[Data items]
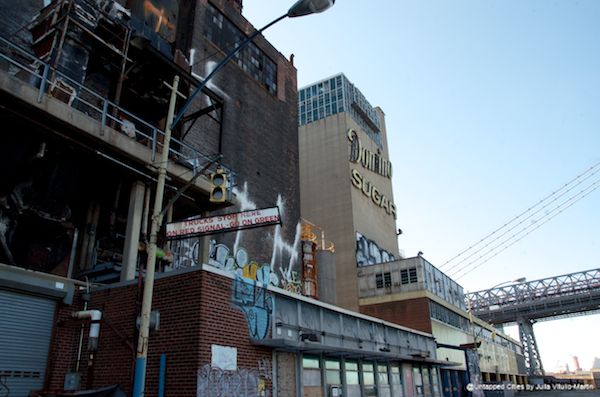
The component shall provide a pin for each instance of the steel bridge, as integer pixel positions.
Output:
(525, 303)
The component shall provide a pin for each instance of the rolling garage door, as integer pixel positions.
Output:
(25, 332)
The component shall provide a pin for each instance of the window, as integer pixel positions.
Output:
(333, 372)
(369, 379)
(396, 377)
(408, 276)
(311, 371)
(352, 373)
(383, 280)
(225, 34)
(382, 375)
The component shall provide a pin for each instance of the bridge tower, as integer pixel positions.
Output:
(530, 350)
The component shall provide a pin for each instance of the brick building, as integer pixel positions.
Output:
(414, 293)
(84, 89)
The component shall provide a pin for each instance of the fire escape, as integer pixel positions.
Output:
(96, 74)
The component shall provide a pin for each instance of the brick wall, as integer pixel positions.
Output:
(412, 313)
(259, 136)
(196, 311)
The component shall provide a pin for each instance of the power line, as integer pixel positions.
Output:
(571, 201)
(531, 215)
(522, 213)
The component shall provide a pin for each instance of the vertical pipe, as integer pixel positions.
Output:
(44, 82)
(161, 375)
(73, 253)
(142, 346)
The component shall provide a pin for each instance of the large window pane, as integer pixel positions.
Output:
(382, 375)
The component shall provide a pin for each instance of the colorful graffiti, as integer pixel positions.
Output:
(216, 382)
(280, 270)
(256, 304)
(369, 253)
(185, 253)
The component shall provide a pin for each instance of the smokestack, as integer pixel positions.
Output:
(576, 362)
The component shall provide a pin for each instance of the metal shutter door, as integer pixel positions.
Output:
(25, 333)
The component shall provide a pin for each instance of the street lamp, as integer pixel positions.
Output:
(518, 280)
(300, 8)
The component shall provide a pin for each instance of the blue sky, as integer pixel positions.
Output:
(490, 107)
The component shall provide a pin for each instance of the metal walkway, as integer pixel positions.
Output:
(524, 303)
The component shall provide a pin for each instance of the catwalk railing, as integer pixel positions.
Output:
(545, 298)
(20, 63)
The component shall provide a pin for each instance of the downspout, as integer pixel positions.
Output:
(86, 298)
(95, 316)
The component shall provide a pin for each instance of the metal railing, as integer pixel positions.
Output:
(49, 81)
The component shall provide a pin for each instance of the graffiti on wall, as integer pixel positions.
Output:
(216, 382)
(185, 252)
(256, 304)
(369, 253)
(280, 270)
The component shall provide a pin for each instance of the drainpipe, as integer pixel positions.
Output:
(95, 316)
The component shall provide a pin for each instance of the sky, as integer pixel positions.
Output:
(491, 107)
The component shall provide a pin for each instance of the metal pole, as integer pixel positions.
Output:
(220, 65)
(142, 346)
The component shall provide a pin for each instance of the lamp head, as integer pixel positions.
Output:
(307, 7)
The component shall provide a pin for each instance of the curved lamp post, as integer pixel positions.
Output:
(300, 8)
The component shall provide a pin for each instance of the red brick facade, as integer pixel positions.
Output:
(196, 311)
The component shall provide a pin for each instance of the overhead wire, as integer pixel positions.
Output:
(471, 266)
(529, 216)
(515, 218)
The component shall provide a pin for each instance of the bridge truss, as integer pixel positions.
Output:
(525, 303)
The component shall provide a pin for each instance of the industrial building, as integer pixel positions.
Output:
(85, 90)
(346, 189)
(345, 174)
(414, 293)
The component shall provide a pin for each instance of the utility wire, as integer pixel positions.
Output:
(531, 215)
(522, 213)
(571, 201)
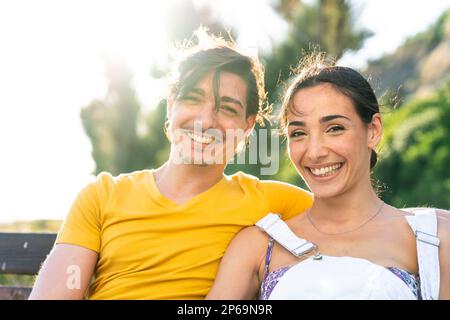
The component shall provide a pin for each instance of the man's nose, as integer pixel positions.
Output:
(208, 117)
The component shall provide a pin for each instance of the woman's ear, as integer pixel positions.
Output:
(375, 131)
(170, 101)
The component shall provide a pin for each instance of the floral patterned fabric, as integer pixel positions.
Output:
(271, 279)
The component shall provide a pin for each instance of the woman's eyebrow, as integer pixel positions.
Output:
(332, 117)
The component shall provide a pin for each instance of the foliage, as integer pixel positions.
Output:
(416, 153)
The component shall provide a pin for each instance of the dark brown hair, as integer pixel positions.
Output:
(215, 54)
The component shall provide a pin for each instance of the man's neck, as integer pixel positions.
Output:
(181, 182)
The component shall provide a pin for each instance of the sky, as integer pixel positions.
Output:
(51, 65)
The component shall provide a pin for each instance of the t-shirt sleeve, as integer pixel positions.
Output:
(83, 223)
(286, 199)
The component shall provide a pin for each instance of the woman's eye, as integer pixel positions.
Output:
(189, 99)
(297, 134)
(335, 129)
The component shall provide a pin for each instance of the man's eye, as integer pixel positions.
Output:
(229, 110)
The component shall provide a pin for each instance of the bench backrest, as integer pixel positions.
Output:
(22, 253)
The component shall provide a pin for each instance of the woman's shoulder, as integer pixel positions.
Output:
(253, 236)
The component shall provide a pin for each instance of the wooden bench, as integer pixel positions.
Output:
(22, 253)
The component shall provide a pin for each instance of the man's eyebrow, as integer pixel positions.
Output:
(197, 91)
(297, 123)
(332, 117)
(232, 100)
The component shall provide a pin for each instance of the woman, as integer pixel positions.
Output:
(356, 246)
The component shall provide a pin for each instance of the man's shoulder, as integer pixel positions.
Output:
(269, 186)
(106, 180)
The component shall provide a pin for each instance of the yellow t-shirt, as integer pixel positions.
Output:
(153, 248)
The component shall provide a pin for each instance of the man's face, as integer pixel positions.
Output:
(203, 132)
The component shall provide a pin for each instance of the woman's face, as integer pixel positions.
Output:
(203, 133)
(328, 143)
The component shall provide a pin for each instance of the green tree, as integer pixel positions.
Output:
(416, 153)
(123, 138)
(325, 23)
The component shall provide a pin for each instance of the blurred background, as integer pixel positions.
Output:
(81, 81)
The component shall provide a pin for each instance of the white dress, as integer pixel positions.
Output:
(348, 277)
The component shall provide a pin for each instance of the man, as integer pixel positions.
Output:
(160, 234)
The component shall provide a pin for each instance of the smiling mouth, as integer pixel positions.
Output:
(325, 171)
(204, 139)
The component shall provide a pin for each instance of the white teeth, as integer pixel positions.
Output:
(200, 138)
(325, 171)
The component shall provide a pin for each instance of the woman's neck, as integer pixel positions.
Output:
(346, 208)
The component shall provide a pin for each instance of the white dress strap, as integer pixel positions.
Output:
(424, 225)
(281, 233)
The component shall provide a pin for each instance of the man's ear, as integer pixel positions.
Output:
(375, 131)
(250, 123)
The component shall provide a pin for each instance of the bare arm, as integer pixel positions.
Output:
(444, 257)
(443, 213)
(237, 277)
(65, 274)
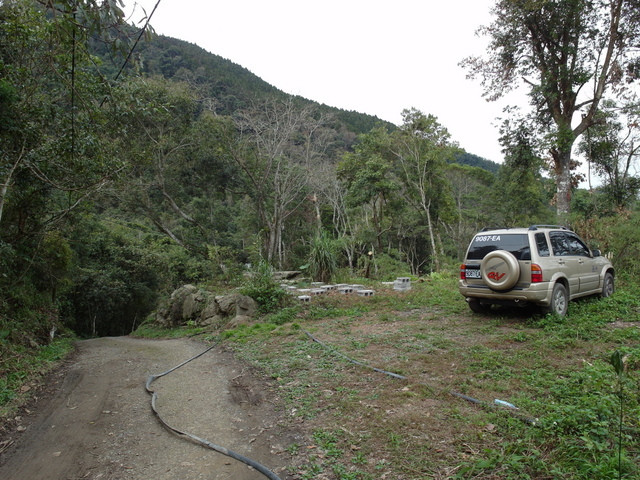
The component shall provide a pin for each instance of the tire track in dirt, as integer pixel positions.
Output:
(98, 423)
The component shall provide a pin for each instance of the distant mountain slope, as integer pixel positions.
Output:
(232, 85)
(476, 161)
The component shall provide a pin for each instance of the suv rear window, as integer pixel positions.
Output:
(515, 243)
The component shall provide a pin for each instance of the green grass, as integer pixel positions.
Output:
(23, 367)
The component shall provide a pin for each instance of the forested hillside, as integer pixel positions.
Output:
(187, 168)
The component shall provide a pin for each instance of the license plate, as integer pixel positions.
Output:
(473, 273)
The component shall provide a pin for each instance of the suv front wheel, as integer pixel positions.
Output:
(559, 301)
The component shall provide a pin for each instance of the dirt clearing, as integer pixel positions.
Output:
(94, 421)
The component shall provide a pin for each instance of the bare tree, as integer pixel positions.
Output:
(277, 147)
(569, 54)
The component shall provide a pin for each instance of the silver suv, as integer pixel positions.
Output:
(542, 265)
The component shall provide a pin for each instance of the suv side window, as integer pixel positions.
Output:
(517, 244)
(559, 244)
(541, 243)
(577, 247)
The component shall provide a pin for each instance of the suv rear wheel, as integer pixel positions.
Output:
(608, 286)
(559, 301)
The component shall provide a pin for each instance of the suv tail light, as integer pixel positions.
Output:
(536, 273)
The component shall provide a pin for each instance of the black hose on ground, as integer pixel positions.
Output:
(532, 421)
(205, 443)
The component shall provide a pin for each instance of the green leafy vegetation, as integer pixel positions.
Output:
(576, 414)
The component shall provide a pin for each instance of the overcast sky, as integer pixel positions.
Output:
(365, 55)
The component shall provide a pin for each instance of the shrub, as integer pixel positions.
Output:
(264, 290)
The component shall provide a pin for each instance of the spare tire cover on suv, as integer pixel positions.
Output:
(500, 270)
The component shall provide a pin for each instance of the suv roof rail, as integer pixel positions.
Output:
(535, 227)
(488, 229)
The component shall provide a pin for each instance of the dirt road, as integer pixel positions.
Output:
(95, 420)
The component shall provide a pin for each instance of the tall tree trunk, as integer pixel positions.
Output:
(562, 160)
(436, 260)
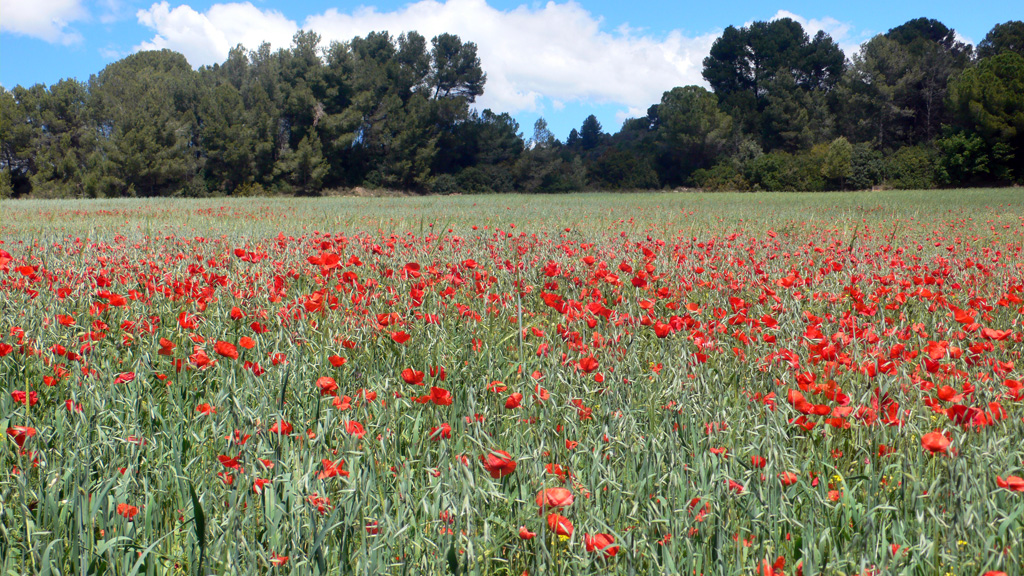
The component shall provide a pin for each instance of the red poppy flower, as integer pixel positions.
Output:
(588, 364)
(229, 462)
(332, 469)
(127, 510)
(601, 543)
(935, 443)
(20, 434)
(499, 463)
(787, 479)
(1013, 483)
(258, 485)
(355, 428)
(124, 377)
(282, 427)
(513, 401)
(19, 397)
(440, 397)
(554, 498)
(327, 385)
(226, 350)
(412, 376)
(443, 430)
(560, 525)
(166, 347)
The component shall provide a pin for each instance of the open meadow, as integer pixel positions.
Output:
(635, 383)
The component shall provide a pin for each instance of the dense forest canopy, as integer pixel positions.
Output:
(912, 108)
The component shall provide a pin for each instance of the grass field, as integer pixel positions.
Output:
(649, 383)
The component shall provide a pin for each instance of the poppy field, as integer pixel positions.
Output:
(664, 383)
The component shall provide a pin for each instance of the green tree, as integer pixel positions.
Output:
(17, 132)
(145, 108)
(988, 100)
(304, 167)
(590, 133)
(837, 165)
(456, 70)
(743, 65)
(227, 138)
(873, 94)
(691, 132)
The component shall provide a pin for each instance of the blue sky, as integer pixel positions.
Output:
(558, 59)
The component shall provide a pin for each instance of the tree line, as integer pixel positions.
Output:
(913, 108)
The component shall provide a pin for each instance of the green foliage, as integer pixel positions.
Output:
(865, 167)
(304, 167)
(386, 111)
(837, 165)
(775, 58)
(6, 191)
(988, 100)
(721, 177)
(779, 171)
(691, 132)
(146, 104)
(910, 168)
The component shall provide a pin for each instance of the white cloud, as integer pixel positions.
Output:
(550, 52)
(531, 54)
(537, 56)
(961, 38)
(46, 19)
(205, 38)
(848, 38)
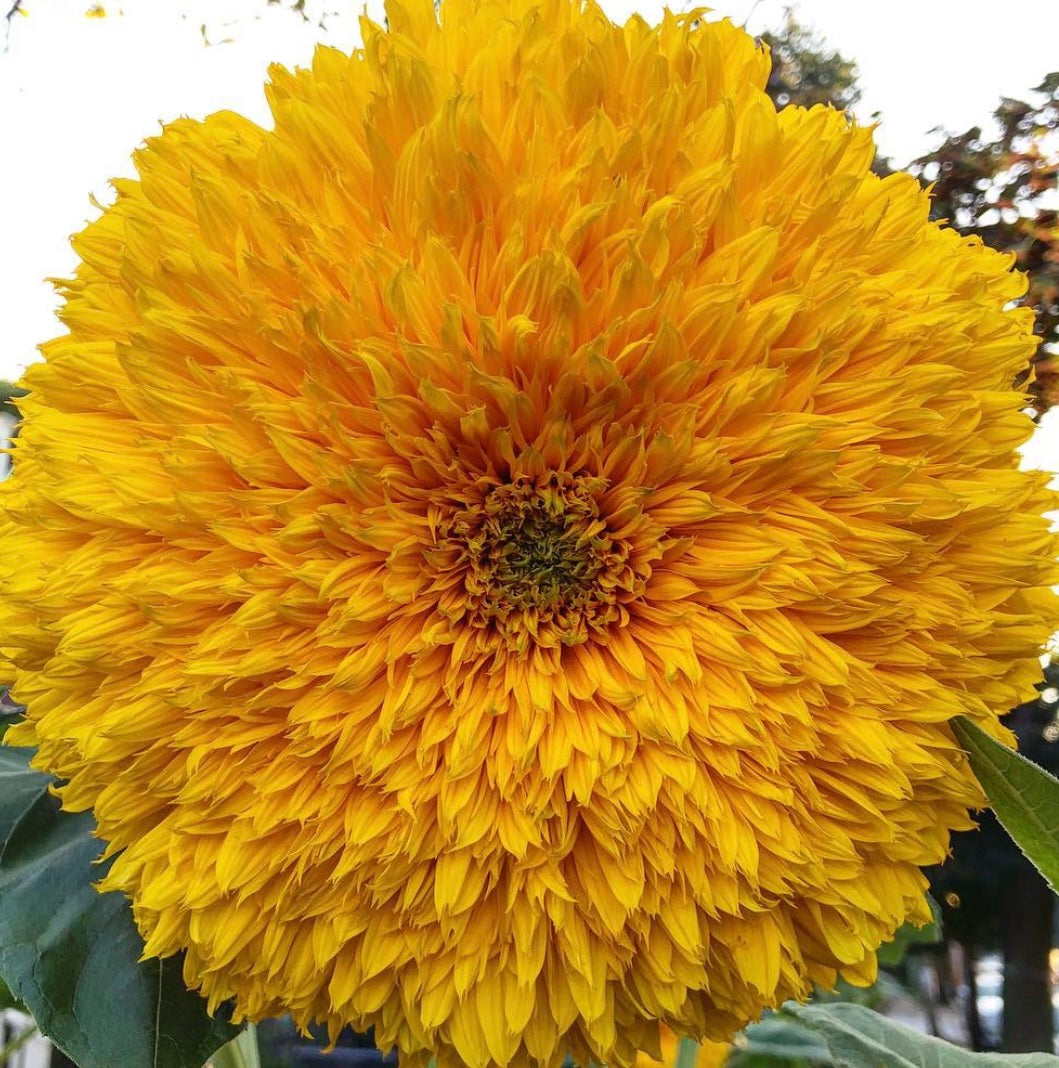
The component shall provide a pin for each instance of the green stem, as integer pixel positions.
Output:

To do | Look through the records for the word "graffiti". Every line that has it should be copied.

Answer box |
The component shall provide a pin for each instance of the colorful graffiti, as integer pixel positions.
The component shall provide a pin for each instance of the graffiti on wall, as integer pixel positions.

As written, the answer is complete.